● **Stated exercise**: Transcribe each of the lines below word for word, leaving the pictures out of your transcription.

● **Supplied records**:
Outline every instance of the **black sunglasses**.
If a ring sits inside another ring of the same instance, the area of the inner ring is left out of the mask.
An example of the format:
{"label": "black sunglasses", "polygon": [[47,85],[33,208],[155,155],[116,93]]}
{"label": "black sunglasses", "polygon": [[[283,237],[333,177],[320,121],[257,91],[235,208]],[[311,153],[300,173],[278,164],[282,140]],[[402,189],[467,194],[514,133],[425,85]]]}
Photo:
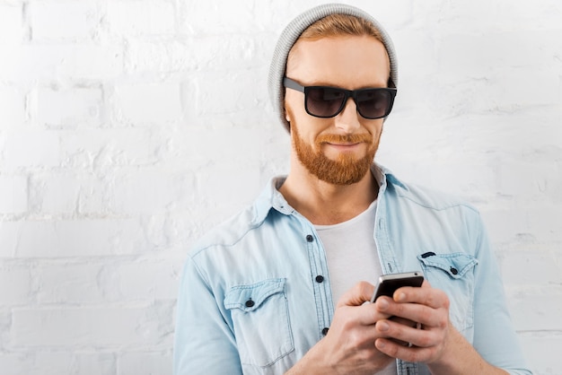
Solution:
{"label": "black sunglasses", "polygon": [[291,78],[285,77],[283,84],[289,89],[304,92],[306,113],[315,118],[329,118],[337,116],[353,98],[357,112],[364,118],[386,118],[392,110],[396,89],[374,88],[346,90],[329,86],[303,86]]}

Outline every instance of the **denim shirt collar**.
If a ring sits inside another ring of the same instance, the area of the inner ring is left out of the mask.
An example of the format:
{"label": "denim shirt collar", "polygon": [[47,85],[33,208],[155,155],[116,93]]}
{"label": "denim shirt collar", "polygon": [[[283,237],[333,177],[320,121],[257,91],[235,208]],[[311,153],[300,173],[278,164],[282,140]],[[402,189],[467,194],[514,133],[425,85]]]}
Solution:
{"label": "denim shirt collar", "polygon": [[[371,165],[371,172],[374,176],[375,180],[379,184],[379,197],[386,191],[387,186],[399,186],[404,189],[408,189],[406,185],[400,181],[389,169],[373,163]],[[287,203],[285,196],[279,192],[279,188],[286,179],[286,175],[277,176],[272,178],[266,188],[258,196],[255,202],[255,212],[252,218],[252,223],[259,225],[263,222],[269,211],[275,209],[279,213],[286,215],[294,214],[295,210]]]}

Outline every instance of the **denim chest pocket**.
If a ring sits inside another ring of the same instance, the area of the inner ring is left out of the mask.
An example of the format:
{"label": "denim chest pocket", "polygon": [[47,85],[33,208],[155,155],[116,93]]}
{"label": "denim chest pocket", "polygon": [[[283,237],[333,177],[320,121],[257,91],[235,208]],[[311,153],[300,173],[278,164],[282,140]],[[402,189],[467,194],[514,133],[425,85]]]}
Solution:
{"label": "denim chest pocket", "polygon": [[417,256],[426,277],[435,288],[447,293],[451,322],[460,331],[474,324],[474,267],[478,259],[464,253]]}
{"label": "denim chest pocket", "polygon": [[268,279],[226,293],[242,364],[268,367],[294,350],[285,286],[285,279]]}

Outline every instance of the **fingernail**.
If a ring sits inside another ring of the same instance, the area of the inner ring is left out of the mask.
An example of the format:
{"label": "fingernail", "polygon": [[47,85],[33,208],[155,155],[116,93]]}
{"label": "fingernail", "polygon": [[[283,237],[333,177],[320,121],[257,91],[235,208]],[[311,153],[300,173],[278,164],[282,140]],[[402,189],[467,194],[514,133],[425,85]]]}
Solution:
{"label": "fingernail", "polygon": [[379,330],[382,332],[389,330],[389,324],[385,321],[377,322],[376,326],[379,327]]}

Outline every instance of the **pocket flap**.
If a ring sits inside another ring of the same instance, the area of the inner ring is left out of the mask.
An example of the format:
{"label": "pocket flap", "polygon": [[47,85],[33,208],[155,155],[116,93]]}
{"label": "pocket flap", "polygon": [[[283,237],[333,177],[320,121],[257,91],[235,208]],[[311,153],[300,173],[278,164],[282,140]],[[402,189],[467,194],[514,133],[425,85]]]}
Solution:
{"label": "pocket flap", "polygon": [[252,311],[268,297],[283,292],[285,283],[285,279],[268,279],[249,285],[233,286],[224,297],[224,307]]}
{"label": "pocket flap", "polygon": [[435,254],[427,252],[418,255],[417,259],[427,266],[443,270],[453,279],[460,279],[479,263],[474,257],[463,253]]}

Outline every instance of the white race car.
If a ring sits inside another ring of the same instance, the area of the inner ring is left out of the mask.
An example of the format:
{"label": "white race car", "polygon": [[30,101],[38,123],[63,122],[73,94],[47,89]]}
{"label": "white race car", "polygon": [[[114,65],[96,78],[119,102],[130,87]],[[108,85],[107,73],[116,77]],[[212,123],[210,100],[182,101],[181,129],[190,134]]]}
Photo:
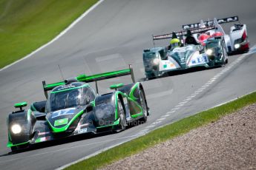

● **Result of this exercise**:
Outline every instance of the **black sunglasses**.
If a ring sits inside another ring of the same instance, the area of the inner ring is left out of the mask.
An example of the format:
{"label": "black sunglasses", "polygon": [[47,85],[33,208],[155,155],[116,93]]}
{"label": "black sunglasses", "polygon": [[[283,237],[333,177],[320,121],[257,91],[235,208]],[[311,153],[300,173],[278,164],[282,140]],[[402,189],[467,194],[514,133],[425,85]]]}
Photo:
Solution:
{"label": "black sunglasses", "polygon": [[291,78],[285,77],[283,84],[289,89],[304,92],[306,113],[315,118],[329,118],[337,116],[353,98],[357,112],[364,118],[386,118],[392,110],[396,89],[374,88],[346,90],[329,86],[303,86]]}

Outline every instance of the **denim shirt collar**.
If a ring sits inside another ring of the same instance, the area of the inner ring is left out of the mask.
An example of the format:
{"label": "denim shirt collar", "polygon": [[47,85],[33,208],[155,155],[116,93]]}
{"label": "denim shirt collar", "polygon": [[[283,237],[333,177],[320,121],[257,91],[235,208]],[[311,153],[300,173],[278,164],[282,140]],[[402,189],[467,194],[514,133],[425,85]]]}
Solution:
{"label": "denim shirt collar", "polygon": [[[371,165],[371,172],[374,176],[375,180],[379,184],[379,197],[386,191],[387,186],[399,186],[404,189],[408,189],[406,185],[400,181],[389,169],[373,163]],[[287,203],[285,196],[279,192],[279,188],[286,179],[286,175],[277,176],[272,178],[266,188],[258,196],[255,202],[255,212],[252,218],[252,223],[259,225],[263,222],[269,211],[275,209],[279,213],[286,215],[294,214],[295,210]]]}

Outline every instance of the **denim chest pocket**.
If a ring sits inside another ring of the same instance, the area of the inner ring is left out of the mask.
An example of the format:
{"label": "denim chest pocket", "polygon": [[47,85],[33,208],[155,155],[116,93]]}
{"label": "denim chest pocket", "polygon": [[[283,237],[333,177],[320,121],[257,91],[235,208]],[[311,153],[300,173],[278,164],[282,140]],[[402,189],[467,194],[514,133],[425,85]]]}
Solution:
{"label": "denim chest pocket", "polygon": [[417,256],[426,277],[435,288],[447,293],[451,322],[460,331],[474,324],[474,267],[478,259],[464,253]]}
{"label": "denim chest pocket", "polygon": [[268,279],[226,293],[242,364],[268,367],[294,350],[285,286],[285,279]]}

Outline every instance of the **fingernail**.
If a ring sits inside another ring of the same instance, the area of the inner ring is left out of the mask.
An example of the format:
{"label": "fingernail", "polygon": [[47,85],[33,208],[155,155],[116,93]]}
{"label": "fingernail", "polygon": [[[283,237],[333,177],[320,121],[257,91],[235,208]],[[311,153],[300,173],[278,164],[282,140]],[[402,189],[467,194],[514,133],[425,85]]]}
Solution:
{"label": "fingernail", "polygon": [[379,330],[382,332],[389,330],[389,324],[385,321],[377,322],[376,326],[379,327]]}

Outline every instance of the **pocket flap**.
If a ring sits inside another ring of the same instance, the area of the inner ring is left out of the mask.
An example of the format:
{"label": "pocket flap", "polygon": [[47,85],[33,208],[155,155],[116,93]]}
{"label": "pocket flap", "polygon": [[[283,237],[333,177],[320,121],[257,91],[235,208]],[[311,153],[300,173],[278,164],[282,140]],[[402,189],[467,194],[514,133],[425,85]]]}
Solution:
{"label": "pocket flap", "polygon": [[252,311],[268,297],[283,292],[285,283],[285,279],[268,279],[249,285],[233,286],[224,297],[224,307]]}
{"label": "pocket flap", "polygon": [[435,254],[427,252],[418,255],[417,259],[427,266],[443,270],[453,279],[460,279],[479,263],[474,257],[463,253]]}

Outline every instance of the white race car.
If a ring sits inside another ring of the same instance, the area of the inner ring is left out of the mask.
An example of the format:
{"label": "white race car", "polygon": [[30,101],[38,123],[63,122],[73,94],[47,89]]}
{"label": "white race car", "polygon": [[[114,65],[96,78],[119,102],[130,87]],[[108,85],[107,73],[116,77]],[[212,123],[210,100],[182,101],[181,129],[190,134]]]}
Photo:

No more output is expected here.